Input material:
"""

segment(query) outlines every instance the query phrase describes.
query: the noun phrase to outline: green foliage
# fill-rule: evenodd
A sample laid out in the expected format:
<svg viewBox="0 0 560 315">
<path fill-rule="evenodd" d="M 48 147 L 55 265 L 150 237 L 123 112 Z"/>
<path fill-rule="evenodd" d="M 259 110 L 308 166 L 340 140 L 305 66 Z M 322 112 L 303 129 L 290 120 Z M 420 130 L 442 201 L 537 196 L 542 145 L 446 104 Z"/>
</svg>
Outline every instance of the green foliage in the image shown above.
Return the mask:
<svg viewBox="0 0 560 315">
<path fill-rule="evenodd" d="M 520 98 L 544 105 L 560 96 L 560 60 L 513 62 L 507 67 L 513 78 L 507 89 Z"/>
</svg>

"""

What is needed: Copy the listing above line for line, with no changes.

Result of this task:
segment(query) outlines every instance the query phrase describes.
query: the noun phrase to outline: green foliage
# fill-rule: evenodd
A sample laid out in the expected format:
<svg viewBox="0 0 560 315">
<path fill-rule="evenodd" d="M 48 147 L 55 265 L 150 237 L 123 112 Z"/>
<path fill-rule="evenodd" d="M 259 110 L 308 166 L 340 140 L 305 66 Z M 322 112 L 303 129 L 290 120 Z M 420 130 L 442 201 L 537 196 L 542 145 L 446 104 Z"/>
</svg>
Outline every instance of the green foliage in the image shown above.
Return the mask:
<svg viewBox="0 0 560 315">
<path fill-rule="evenodd" d="M 520 98 L 544 105 L 560 96 L 560 60 L 513 62 L 507 67 L 513 78 L 507 89 Z"/>
</svg>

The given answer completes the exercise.